# What you are asked to do:
Count the lines in the records below that contain the word "stonework", treating uppercase and lowercase as distinct. Give only the number.

# Data for this task:
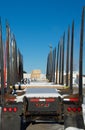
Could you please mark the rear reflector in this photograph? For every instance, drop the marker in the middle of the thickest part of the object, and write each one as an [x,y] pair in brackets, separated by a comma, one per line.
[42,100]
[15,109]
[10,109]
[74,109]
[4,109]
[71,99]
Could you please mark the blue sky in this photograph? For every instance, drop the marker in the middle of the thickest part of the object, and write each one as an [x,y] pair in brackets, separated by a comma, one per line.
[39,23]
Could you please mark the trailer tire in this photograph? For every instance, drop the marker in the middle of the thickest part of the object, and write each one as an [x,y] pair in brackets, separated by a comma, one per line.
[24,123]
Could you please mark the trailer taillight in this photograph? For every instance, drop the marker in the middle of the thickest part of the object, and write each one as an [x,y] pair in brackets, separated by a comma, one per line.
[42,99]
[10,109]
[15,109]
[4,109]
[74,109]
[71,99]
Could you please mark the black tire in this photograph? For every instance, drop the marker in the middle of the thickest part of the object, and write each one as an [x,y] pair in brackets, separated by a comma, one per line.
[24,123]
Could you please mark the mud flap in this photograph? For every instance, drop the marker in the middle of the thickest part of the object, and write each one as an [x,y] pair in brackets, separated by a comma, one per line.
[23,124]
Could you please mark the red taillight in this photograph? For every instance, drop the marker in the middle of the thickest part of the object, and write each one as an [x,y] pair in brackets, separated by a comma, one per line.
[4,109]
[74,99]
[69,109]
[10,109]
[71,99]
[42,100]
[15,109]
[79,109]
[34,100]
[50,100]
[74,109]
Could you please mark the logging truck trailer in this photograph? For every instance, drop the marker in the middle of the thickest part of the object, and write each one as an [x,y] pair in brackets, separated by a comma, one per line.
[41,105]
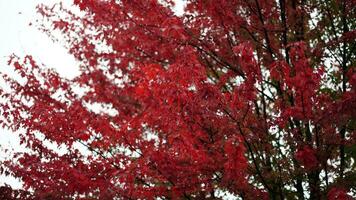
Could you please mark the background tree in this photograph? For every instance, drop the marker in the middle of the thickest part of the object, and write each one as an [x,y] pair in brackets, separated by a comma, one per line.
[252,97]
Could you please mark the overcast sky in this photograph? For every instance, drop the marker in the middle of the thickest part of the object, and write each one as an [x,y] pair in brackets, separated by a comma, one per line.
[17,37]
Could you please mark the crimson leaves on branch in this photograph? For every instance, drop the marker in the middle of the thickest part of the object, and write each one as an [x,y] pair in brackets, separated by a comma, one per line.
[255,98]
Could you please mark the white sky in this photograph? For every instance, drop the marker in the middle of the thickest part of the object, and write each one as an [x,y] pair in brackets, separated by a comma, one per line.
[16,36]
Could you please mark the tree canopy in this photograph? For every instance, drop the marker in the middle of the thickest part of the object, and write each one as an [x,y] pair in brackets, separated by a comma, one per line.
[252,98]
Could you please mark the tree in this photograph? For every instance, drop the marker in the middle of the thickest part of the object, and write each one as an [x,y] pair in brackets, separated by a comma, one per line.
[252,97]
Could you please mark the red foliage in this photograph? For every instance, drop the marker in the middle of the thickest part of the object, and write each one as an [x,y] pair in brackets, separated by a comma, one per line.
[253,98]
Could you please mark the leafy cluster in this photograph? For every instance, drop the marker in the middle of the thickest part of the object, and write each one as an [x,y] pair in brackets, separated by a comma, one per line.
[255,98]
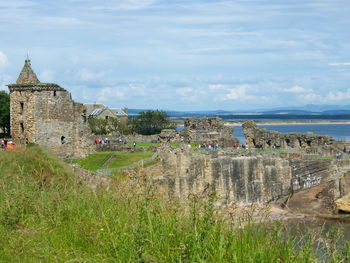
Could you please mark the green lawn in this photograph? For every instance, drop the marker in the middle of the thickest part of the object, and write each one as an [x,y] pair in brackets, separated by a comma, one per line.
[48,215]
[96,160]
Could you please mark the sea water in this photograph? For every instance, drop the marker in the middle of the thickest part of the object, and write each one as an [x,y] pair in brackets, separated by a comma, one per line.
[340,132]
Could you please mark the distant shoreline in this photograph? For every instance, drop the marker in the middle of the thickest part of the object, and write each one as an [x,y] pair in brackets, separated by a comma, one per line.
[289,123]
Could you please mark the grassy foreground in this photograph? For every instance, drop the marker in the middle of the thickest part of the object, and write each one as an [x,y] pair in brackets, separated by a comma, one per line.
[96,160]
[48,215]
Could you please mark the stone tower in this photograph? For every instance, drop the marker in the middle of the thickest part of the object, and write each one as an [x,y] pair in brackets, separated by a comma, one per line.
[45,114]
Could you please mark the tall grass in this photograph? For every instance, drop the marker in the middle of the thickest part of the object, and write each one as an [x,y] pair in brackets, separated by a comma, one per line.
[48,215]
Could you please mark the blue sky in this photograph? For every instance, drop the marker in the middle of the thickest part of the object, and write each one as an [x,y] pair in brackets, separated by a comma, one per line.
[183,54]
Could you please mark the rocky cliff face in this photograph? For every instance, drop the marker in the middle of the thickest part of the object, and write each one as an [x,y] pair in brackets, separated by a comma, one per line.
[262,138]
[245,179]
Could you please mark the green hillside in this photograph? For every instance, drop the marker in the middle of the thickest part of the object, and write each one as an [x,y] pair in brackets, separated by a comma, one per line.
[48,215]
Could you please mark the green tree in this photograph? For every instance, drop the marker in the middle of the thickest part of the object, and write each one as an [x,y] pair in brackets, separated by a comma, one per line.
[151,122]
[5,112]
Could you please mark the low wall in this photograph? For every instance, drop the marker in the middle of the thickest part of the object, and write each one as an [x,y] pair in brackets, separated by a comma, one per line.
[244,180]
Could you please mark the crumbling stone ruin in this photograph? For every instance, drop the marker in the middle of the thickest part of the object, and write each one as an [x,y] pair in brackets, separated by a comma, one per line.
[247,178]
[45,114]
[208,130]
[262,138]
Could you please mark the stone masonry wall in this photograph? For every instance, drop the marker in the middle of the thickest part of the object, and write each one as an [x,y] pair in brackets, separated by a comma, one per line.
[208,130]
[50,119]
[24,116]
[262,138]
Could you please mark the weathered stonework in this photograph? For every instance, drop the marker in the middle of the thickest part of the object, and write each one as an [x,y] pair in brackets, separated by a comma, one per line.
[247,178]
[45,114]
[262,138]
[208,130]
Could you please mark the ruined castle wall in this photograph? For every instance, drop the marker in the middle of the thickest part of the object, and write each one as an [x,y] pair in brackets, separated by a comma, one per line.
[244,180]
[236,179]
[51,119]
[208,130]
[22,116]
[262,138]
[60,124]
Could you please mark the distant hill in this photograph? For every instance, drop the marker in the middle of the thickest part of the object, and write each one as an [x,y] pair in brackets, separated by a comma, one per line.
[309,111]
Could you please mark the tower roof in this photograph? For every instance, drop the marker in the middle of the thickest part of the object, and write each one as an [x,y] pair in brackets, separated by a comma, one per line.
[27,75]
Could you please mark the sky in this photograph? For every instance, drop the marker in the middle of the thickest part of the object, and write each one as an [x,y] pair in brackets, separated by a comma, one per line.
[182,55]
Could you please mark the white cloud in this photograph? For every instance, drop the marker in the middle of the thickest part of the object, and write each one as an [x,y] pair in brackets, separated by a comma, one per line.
==
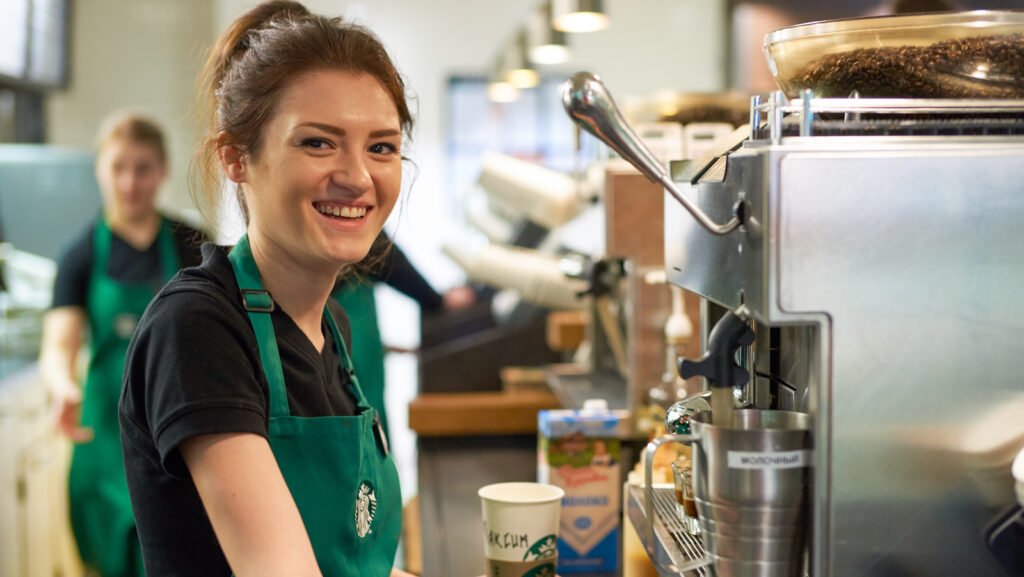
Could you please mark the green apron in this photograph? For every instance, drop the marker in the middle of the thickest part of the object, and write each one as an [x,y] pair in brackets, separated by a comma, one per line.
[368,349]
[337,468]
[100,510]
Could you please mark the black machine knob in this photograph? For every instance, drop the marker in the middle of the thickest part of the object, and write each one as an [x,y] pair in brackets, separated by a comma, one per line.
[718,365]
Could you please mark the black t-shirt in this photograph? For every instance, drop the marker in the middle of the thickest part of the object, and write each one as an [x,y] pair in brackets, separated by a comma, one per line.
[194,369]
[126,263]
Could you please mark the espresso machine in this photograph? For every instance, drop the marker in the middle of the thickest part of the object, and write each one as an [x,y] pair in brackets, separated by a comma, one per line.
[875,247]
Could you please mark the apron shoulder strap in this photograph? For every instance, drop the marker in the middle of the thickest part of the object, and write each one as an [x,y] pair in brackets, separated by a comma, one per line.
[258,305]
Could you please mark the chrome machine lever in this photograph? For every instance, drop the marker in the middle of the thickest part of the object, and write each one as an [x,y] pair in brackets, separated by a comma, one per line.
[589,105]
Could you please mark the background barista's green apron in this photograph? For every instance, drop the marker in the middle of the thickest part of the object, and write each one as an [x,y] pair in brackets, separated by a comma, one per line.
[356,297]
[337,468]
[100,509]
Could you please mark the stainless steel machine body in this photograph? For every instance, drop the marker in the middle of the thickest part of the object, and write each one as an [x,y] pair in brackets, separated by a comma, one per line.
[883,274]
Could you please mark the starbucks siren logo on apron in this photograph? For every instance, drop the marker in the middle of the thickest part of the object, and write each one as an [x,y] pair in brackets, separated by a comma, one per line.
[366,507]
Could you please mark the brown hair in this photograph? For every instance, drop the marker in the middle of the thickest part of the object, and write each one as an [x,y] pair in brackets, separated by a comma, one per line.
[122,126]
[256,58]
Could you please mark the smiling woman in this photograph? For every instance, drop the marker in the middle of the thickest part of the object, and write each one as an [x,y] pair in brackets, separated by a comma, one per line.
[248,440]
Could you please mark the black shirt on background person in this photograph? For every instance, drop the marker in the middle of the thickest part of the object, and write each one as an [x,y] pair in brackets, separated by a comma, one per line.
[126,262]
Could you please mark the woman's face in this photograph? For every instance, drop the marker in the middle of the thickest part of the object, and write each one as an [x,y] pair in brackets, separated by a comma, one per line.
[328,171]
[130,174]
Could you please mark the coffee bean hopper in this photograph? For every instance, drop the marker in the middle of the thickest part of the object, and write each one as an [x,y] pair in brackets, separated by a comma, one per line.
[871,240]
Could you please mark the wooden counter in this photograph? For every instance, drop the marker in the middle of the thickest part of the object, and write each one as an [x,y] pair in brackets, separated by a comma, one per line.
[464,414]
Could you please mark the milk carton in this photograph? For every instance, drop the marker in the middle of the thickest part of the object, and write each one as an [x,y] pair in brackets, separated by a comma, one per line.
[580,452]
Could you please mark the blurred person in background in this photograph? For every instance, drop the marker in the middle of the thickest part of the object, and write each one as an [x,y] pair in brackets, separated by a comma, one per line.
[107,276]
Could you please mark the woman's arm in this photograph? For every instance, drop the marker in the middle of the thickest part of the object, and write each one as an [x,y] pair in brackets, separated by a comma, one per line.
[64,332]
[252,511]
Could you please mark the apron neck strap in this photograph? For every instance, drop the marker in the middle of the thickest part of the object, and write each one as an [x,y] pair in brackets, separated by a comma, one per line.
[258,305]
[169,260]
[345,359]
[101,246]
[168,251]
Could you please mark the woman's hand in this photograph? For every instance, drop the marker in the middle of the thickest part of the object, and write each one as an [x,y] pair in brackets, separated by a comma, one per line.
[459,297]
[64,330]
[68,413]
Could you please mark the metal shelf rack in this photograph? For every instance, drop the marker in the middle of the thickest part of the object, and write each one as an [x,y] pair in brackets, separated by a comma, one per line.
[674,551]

# Result of this exercise:
1